Tsunami Generation

Abstract

This chapter theoretically investigates tsunami generation. When an earthquake occurs in an offshore region, seismic waves, ocean acoustic waves, and tsunami are excited. Although the compressibility and elasticity of the sea layer are important for the propagation of ocean acoustic waves and high-frequency seismic waves, we may assume that the sea layer is incompressible for tsunami. This chapter is based on incompressible fluid dynamics. The theory gives the analytical solutions for tsunami generation and propagation, by which we would be able to understand the mechanism behind these phenomena in addition to describing the motion. Section 5.1 explains the difference between ocean acoustic waves and tsunami. In Sect. 5.2, a linear potential theory is formulated for the tsunami generation process in a water with uniform depth. Analytical solutions for the sea-surface displacement, velocity, and pressure field in the seawater are derived. In Sect. 5.3, we examine the analytical solutions for tsunami generation and propagation. The mathematical equations can directly provide us with a clear perspective on the tsunami mechanism. In Sect. 5.4, we bridge the gap between the analytical solutions derived under a constant sea-depth assumption and tsunami simulations with realistic bathymetry. The theoretical background of the initial conditions in the numerical simulations is explained.

▸ Source records
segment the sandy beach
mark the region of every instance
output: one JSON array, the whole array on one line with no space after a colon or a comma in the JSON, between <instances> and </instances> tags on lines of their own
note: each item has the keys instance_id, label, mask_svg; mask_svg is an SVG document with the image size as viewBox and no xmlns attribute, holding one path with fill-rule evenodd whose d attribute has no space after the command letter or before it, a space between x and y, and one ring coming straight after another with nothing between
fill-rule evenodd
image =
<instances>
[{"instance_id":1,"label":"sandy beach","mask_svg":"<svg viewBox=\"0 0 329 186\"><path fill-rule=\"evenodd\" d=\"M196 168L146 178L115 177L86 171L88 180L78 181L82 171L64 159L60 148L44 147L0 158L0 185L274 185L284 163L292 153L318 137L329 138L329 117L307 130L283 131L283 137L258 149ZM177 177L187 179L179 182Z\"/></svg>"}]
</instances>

▸ Set tasks
1) Render the lines of the listing from its start up to and including the line with "output: one JSON" as a JSON list of strings, one string per line, leaving out blank lines.
2) Write the next part of the passage on tsunami generation, picking up after its final sentence.
The passage on tsunami generation and the listing come from unrelated sources.

▸ Written responses
1)
[
  "segment the sandy beach",
  "mark the region of every instance",
  "output: one JSON array, the whole array on one line with no space after a colon or a comma in the JSON, between <instances> and </instances> tags on lines of their own"
]

2)
Appendices

Appendices

5.1.1 Appendix 5A: Equation (5.28)

We derive Eq. (5.28) from Eq. (5.27). In Eq. (5.27), the residue theorem is used with respect to the integration over the angular frequency. Since the poles are located on the path of integration, we introduce artificial damping parameters to shift the poles from the path and to integrate with the residue theorem. These artificial damping parameters will be taken to be zero after the integration using the residue theorem. An artificial damping parameter (ε ₁ > 0) is introduced in Eq. (5.10) as

$$ {\left.\frac{\partial \phi \left(\mathbf{x},t\right)}{\partial t}\right|}_{z=0}+{g}_0\eta \left(x,y,t\right)=-{\left.2{\varepsilon}_1\phi \left(\mathbf{x},t\right)\right|}_{z=0}. $$

(5.5A.1)

Using another surface boundary condition (Eq. (5.9)):

$$ \frac{\partial \eta \left(x,y,t\right)}{\partial t}={\left.\frac{\partial \phi \left(\mathbf{x},t\right)}{\partial z}\right|}_{z=0}, $$

(5.5A.2)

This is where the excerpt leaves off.